» What you have to do
The data below must be copied in full and without any change.

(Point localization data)
▼▼▼

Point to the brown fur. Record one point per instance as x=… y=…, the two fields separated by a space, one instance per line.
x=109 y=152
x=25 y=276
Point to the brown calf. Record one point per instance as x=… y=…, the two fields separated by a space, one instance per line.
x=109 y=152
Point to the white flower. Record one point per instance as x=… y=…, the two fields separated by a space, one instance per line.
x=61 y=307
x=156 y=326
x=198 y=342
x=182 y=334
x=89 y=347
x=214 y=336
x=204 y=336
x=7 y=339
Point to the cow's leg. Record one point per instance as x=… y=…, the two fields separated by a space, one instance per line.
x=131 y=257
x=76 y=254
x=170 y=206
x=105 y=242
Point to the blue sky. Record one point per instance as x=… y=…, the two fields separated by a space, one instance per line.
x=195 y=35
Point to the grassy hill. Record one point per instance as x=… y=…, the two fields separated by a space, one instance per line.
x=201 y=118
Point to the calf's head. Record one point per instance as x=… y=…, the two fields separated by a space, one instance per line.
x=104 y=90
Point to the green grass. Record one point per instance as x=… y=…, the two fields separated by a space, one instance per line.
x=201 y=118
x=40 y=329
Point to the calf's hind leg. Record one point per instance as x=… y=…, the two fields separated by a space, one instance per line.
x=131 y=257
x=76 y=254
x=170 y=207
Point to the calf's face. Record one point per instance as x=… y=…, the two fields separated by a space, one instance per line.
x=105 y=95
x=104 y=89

▲▲▲

» Exercise answer
Point to the brown fur. Record one point per instance as x=… y=…, the two fields separated by a space, one instance per line.
x=109 y=152
x=25 y=276
Point to the brown calf. Record one point per instance as x=… y=…, the two fields separated by a space, one instance per line.
x=109 y=152
Point to the white flower. Record one point per instance as x=… y=…, the two fields separated by a space, one instance per line.
x=61 y=307
x=156 y=326
x=198 y=342
x=182 y=334
x=89 y=347
x=214 y=336
x=204 y=336
x=7 y=339
Point to the cow's leg. Record one point per instance as x=… y=…, the two fields separated by a space, one instance per line.
x=131 y=257
x=76 y=254
x=170 y=206
x=105 y=242
Point to the blue sky. Record one point per instance as x=… y=…, the two fields separated by a space, one instance per line.
x=195 y=35
Point to the grassy hill. Record one point per instance as x=… y=…, the two fields separated by a space, one instance per line.
x=201 y=118
Point to the calf's head. Record one point per instance as x=… y=…, the two fields separated by a space, one instance per line.
x=104 y=90
Point to the green grass. Record one point per instance as x=… y=…, the two fields separated by a space, one instance per line.
x=201 y=118
x=40 y=329
Point to the calf's hind leg. Record one point per instance as x=… y=…, the two fields separated by a space, one instance per line.
x=131 y=257
x=76 y=254
x=170 y=207
Point to the calf's face. Record one point per instance as x=… y=…, the two fields separated by a space, one instance per line.
x=105 y=95
x=104 y=89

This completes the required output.